Data items:

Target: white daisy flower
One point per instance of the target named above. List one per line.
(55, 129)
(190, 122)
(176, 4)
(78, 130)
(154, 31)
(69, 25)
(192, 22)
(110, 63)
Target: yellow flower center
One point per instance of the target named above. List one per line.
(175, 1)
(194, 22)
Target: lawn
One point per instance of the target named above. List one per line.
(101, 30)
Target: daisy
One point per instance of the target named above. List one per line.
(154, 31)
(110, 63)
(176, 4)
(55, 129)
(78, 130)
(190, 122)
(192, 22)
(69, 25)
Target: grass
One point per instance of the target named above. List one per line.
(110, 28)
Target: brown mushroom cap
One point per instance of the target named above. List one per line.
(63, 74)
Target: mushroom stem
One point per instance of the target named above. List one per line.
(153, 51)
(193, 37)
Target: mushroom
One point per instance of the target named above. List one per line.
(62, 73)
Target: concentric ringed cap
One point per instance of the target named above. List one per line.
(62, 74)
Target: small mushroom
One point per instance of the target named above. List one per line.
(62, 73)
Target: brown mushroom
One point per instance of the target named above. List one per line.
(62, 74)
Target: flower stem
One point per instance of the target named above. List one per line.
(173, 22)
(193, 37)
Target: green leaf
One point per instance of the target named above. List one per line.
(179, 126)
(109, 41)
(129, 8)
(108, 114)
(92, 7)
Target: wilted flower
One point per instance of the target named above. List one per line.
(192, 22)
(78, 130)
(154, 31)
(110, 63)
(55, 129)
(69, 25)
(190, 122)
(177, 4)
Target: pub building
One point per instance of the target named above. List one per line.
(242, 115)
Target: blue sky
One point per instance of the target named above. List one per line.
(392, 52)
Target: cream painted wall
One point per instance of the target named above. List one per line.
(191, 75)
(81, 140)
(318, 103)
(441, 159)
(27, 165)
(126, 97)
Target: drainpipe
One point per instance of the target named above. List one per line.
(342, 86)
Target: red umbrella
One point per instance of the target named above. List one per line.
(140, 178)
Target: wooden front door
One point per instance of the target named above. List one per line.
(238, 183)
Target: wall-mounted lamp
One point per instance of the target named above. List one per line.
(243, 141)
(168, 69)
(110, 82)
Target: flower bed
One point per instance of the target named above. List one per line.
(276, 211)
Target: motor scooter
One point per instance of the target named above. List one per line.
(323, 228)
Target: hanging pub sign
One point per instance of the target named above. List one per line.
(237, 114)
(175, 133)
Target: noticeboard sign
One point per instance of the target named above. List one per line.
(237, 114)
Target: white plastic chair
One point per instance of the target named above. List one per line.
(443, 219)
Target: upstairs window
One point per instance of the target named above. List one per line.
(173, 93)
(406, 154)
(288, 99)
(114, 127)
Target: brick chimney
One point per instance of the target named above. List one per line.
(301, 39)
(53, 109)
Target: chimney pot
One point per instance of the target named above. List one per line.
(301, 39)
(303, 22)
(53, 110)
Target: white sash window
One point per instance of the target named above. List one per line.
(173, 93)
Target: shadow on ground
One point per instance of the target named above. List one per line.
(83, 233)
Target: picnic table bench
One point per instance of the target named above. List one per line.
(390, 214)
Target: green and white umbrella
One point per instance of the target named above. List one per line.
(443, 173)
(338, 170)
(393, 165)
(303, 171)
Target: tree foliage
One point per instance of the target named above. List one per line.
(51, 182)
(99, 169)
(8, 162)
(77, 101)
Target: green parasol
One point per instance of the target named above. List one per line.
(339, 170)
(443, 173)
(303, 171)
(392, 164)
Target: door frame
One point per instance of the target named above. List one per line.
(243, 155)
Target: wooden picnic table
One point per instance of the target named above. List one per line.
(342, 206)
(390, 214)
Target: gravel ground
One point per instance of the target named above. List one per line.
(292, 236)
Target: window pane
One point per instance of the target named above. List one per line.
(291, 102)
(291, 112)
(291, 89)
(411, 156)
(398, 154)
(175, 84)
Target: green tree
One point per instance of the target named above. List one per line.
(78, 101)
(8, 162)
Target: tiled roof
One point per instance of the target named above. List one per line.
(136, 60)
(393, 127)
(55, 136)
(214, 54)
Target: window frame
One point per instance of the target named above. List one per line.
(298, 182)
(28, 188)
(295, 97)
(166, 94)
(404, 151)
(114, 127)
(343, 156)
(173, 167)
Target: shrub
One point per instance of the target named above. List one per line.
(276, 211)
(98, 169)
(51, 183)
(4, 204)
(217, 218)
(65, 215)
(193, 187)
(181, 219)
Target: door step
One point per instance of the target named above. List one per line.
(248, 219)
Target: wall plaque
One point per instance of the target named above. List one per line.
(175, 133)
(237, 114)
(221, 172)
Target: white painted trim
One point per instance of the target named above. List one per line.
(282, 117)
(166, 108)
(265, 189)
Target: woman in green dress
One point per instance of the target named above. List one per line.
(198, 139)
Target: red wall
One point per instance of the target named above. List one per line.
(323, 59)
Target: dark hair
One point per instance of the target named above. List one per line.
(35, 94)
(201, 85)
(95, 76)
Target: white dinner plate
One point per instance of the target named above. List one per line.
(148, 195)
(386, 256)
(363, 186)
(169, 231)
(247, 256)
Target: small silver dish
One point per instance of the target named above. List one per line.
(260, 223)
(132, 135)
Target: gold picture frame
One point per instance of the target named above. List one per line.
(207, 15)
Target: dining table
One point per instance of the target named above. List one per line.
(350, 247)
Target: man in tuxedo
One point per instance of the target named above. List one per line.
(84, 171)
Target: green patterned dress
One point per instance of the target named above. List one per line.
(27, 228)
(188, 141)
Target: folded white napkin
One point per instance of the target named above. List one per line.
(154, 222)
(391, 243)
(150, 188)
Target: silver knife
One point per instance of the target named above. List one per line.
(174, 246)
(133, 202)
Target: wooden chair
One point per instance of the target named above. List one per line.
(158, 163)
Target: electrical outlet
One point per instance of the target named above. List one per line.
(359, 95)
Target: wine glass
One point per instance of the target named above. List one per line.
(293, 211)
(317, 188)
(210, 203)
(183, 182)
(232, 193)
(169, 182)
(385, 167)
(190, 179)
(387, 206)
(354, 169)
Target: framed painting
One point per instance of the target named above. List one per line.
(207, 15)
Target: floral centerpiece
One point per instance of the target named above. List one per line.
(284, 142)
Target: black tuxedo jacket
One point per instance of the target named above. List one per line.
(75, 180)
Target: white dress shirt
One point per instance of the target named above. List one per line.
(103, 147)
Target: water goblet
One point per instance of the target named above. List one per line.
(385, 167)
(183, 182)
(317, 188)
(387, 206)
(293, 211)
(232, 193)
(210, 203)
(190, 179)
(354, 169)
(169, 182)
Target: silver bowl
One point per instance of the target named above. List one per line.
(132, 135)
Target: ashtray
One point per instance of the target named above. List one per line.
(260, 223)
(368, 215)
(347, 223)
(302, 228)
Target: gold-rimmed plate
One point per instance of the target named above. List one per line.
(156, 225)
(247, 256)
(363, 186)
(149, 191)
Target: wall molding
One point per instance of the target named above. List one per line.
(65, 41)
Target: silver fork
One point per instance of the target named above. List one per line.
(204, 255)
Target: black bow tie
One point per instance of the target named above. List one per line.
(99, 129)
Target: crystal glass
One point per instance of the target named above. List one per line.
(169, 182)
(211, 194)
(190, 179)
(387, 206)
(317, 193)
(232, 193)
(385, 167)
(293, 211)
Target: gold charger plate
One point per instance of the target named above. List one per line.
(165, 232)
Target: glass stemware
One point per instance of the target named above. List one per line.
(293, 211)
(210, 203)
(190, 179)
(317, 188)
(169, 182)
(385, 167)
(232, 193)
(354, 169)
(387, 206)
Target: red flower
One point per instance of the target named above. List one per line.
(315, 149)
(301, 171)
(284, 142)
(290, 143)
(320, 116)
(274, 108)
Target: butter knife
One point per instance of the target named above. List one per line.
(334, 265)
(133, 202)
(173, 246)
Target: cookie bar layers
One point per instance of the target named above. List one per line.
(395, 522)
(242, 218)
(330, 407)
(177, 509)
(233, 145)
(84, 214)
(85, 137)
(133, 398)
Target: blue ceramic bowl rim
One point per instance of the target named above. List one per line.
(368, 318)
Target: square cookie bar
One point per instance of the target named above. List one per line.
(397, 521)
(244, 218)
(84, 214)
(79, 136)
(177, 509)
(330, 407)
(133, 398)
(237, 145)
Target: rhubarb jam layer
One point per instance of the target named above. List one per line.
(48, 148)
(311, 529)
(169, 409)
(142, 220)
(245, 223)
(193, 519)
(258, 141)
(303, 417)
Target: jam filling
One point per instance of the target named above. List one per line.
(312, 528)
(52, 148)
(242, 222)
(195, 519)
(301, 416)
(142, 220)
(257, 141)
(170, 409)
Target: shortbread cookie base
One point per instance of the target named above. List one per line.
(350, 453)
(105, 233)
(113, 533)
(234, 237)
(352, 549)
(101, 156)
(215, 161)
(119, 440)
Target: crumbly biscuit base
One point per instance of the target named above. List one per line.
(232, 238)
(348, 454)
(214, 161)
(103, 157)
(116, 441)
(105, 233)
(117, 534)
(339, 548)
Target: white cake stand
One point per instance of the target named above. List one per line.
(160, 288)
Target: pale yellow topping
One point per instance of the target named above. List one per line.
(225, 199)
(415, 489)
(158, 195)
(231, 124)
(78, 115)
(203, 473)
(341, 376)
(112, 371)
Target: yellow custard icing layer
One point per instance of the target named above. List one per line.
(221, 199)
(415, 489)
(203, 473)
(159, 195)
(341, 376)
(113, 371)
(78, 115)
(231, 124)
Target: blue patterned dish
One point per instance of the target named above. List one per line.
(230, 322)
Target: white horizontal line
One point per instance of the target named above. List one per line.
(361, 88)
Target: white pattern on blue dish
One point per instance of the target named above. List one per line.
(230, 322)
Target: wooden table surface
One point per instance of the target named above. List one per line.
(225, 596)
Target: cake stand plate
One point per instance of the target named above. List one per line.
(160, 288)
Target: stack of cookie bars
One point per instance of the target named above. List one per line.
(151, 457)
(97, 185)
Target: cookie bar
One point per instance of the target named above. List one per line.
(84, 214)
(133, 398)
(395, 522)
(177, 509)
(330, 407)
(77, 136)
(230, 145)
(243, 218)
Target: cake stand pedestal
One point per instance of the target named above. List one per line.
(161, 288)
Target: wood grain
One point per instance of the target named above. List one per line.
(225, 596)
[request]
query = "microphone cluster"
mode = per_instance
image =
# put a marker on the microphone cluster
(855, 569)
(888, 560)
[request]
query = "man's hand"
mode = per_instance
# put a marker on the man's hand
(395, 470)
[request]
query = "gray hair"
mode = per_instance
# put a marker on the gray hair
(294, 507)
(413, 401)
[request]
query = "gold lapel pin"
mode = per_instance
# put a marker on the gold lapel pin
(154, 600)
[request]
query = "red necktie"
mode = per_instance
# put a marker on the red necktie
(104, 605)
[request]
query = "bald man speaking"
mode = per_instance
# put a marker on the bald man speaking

**AIM OF THE TASK:** Both the first line of the records above and the line containing "Target: wooden front door" are to be transcribed exactly, together with every line between them, and nothing else.

**RESPONSE TO THIS EXERCISE:**
Target: white daisy flower
One point per instance of the target named above. List one per line.
(55, 129)
(190, 122)
(176, 4)
(78, 130)
(154, 31)
(69, 25)
(192, 22)
(110, 63)
Target: yellow flower center
One point per instance of the target named above. List one per line.
(175, 1)
(194, 22)
Target: lawn
One point per instance of the target named above. List one per line.
(101, 30)
Target: daisy
One point per instance of the target named above. List one per line.
(154, 31)
(110, 63)
(176, 4)
(55, 129)
(78, 130)
(190, 122)
(192, 22)
(69, 25)
Target: grass
One point per instance of the target named above. List one per line.
(110, 28)
Target: brown mushroom cap
One point per instance of the target named above. List one per line.
(63, 74)
Target: mushroom stem
One point per instance of the target named above. List one per line.
(153, 51)
(193, 37)
Target: mushroom
One point per instance of the target named above. List one per line.
(62, 73)
Target: concentric ringed cap
One point per instance of the target named above. List one per line.
(62, 74)
Target: small mushroom
One point per instance of the target named above. List one per line.
(62, 73)
Target: brown mushroom
One point per instance of the target named above. List one per line.
(62, 74)
Target: flower stem
One point per instance of the target named above. List one per line.
(173, 22)
(193, 37)
Target: green leaf
One point per instance of the target named above. List one per line.
(179, 126)
(109, 41)
(129, 8)
(108, 114)
(92, 7)
Target: wilted flower
One point per instance of the target named above. List one per line.
(192, 22)
(78, 130)
(154, 31)
(110, 63)
(55, 129)
(69, 25)
(190, 122)
(177, 4)
Target: pub building
One point per instance of the target named above. List one per line.
(242, 115)
Target: blue sky
One point per instance of the target named above. List one per line.
(392, 52)
Target: cream painted wall
One point per instance of the target named above. List one per line.
(191, 75)
(81, 140)
(318, 103)
(441, 159)
(27, 165)
(126, 97)
Target: drainpipe
One point per instance of the target named above. List one per line.
(342, 86)
Target: red umbrella
One point per instance of the target named above. List one per line.
(140, 178)
Target: wooden front door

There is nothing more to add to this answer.